• **DOCUMENTO**:

↓

El general Juan Carlos Onganía aplicó, con apoyo del FMI, un fuerte programa liberal orientado
a satisfacer los intereses de los grandes grupos económicos, al tiempo que, bajo los auspicios
de la Doctrina de la Seguridad Nacional impulsada por Estados Unidos, convirtió la persecución
del peronismo en la del comunismo y de las guerrillas. Implantó una rígida censura, que
alcanzó a toda la prensa y a todas las manifestaciones culturales, incluyendo la intervención de
las universidades y la expulsión de profesores opositores, que derivó en lo que se conoce como
la “fuga de cerebros”. Sin embargo, las movilizaciones estudiantiles, las insurrecciones
populares (como el Cordobazo) y la organización guerrillera debilitaron al gobierno
provocando un golpe interno. En junio de 1970 asumiría Roberto Levingston, de corte
nacionalista, que no lograría contener las protestas populares y la actividad guerrillera. Una
segunda manifestación popular en Córdoba, conocida como el “Viborazo”, dio por tierra con
este nuevo gobierno. En marzo de 1971, asumió Alejandro Agustín Lanusse, quien propugnó
una política conciliatoria, a través del GAN (Gran Acuerdo Nacional), permitiendo el regreso de
Juan Domingo Perón y convocando a elecciones nacionales sin proscripciones para el
peronismo. En marzo de 1973, el triunfo sería para los candidatos de esa fuerza, Héctor
Cámpora y Vicente Solano Lima.
Entre 1973 y 1976 gobernó nuevamente el peronismo con cuatro presidentes (Cámpora, 1973;
Lastiri, 1973; Perón, 1973-1974; e Isabel Perón 1974-1976), quienes intentaron retomar
algunas de las medidas sociales del primer peronismo, como el impulso de la industria y la
acción social, el mejoramiento de los sueldos y el control de precios. Pero los conflictos
internos del movimiento peronista y la guerrilla, sumados a la crisis económica mundial de
1973, complicaron la situación, que se agravó aún más con la muerte de Perón en 1974 y la
incapacidad de su sucesora, Isabel Perón, de conducir el país. Esta crisis fue aprovechada para
terminar con el gobierno democrático y dar un nuevo golpe militar, que contó una vez más con
un amplio respaldo civil.

↑

• **MATERIAL**:

↓

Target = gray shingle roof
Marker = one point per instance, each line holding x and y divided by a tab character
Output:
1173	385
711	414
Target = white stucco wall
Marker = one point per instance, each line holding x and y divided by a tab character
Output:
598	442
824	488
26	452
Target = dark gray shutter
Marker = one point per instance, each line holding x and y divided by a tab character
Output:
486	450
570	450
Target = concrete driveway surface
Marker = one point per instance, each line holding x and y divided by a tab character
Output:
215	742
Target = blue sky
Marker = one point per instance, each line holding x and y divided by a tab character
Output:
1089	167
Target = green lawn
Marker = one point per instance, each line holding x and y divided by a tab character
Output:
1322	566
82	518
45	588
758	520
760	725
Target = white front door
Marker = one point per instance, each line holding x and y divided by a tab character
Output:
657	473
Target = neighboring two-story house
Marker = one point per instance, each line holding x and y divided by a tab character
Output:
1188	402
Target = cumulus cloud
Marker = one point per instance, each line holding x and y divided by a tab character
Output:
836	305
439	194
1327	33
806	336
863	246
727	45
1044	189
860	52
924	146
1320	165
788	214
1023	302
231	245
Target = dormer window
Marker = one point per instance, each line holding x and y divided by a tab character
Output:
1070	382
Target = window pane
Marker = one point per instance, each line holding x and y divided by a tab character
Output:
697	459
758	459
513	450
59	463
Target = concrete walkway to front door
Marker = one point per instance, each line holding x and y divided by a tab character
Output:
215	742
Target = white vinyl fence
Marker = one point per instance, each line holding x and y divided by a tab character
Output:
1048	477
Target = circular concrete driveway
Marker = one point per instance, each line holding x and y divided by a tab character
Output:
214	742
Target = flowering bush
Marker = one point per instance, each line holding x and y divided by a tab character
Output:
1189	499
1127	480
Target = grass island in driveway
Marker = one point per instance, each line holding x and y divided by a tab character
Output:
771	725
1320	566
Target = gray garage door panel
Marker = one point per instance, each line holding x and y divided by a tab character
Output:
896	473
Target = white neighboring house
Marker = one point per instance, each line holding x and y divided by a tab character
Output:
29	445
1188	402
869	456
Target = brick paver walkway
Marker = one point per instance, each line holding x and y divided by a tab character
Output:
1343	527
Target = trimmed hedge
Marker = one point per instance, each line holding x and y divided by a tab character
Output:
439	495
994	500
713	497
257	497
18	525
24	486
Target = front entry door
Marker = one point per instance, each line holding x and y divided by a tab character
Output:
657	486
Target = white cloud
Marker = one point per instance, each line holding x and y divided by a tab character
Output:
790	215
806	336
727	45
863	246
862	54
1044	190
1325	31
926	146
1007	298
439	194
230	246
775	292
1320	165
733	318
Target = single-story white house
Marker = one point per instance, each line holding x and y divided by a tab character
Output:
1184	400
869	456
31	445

↑

• **ACTIVIDADES**:
a) Copia del documento el fragmento comprendido entre "Entre 1973 y" y "amplio respaldo civil.", ambos incluidos.
b) Traduce al inglés esta oración del documento: "En marzo de 1971, asumió Alejandro Agustín Lanusse, quien propugnó una política conciliatoria, a través del GAN (Gran Acuerdo Nacional), permitiendo el regreso de Juan Domingo Perón y convocando a elecciones nacionales sin proscripciones para el peronismo."
c) Según el documento, ¿con qué nombre se conoce la segunda manifestación popular en Córdoba que dio por tierra con el gobierno de Roberto Levingston?

• **RESPUESTAS**:
a)
Entre 1973 y 1976 gobernó nuevamente el peronismo con cuatro presidentes (Cámpora, 1973;
Lastiri, 1973; Perón, 1973-1974; e Isabel Perón 1974-1976), quienes intentaron retomar
algunas de las medidas sociales del primer peronismo, como el impulso de la industria y la
acción social, el mejoramiento de los sueldos y el control de precios. Pero los conflictos
internos del movimiento peronista y la guerrilla, sumados a la crisis económica mundial de
1973, complicaron la situación, que se agravó aún más con la muerte de Perón en 1974 y la
incapacidad de su sucesora, Isabel Perón, de conducir el país. Esta crisis fue aprovechada para
terminar con el gobierno democrático y dar un nuevo golpe militar, que contó una vez más con
un amplio respaldo civil.

b) In March 1971, Alejandro Agustín Lanusse took office; he advocated a conciliatory policy through the GAN (Great National Agreement), allowing the return of Juan Domingo Perón and calling national elections with no bans on Peronism.

c) El "Viborazo".